(Data for review Opens)

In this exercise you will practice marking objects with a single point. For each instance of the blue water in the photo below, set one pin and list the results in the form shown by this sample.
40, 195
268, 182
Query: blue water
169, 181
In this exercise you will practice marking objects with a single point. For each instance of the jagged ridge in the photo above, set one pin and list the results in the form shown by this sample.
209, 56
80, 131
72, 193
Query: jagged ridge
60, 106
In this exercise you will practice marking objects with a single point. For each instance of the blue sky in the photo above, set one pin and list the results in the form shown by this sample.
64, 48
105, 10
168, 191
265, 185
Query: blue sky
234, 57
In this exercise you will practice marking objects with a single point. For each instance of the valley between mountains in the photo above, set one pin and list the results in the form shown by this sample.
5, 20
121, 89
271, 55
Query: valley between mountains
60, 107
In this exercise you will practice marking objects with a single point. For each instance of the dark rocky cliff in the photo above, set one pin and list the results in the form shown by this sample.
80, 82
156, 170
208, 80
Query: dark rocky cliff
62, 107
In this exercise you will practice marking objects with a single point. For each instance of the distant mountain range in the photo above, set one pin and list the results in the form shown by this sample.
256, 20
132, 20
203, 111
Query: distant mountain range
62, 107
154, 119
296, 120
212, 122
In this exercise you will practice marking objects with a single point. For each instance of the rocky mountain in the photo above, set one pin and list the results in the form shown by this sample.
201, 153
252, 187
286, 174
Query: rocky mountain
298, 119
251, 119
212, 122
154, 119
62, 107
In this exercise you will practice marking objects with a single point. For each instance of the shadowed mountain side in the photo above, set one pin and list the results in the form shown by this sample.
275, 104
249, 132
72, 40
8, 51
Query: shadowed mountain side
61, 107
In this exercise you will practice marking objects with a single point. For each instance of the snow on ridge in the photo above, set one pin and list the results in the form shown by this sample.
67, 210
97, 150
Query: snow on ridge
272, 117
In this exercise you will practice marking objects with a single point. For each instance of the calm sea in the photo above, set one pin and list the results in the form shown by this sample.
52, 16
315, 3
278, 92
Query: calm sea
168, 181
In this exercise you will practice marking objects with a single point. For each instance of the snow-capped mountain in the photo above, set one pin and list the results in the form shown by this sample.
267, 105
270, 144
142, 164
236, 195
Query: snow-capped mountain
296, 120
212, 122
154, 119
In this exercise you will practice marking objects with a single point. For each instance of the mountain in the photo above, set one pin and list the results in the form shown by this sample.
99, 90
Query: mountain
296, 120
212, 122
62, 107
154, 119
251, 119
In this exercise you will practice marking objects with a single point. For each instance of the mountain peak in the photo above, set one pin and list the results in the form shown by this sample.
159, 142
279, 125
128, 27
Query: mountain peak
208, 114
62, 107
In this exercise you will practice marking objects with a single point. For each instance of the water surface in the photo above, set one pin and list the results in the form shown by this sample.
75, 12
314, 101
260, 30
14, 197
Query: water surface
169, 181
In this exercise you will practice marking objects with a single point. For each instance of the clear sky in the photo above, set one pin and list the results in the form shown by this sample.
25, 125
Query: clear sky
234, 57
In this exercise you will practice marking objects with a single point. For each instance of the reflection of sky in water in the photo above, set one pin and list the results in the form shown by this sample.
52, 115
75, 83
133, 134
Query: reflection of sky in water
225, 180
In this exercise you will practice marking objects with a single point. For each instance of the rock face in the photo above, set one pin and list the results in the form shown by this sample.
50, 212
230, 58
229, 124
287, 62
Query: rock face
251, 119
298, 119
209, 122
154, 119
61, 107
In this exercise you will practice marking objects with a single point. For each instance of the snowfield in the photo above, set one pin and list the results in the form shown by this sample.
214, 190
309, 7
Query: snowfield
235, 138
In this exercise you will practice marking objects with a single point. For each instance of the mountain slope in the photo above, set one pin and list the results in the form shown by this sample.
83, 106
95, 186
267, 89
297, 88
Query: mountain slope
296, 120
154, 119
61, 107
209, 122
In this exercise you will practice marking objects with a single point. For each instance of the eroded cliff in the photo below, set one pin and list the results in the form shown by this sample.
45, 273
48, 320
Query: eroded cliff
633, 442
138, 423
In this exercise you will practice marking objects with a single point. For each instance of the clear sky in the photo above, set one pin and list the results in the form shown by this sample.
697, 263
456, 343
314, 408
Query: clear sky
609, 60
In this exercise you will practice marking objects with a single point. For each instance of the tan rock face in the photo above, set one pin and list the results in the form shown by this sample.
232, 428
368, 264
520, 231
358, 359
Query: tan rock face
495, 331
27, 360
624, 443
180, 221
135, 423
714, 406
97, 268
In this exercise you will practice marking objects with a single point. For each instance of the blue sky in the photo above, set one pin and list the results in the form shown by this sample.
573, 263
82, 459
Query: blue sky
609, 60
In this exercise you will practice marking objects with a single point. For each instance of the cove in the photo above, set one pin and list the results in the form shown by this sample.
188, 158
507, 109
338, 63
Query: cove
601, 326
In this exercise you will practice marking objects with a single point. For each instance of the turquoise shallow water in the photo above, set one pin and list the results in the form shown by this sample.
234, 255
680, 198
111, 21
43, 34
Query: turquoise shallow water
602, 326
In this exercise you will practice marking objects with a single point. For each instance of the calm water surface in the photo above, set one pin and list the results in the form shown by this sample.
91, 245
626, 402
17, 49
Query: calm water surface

(Data for review Closes)

Prompt
Which of the lines in the material carry the string "below"? Pull them out.

Response to the exercise
In this exercise you will practice marking objects with a single point. For each instance of the blue water in the photo below, set one pin and list the results in the form shown by this sample.
In this exercise you will practice marking objects with a single point. For each instance of the eroded cliff in the photo below, set one pin and list the results in the form shown by this sample.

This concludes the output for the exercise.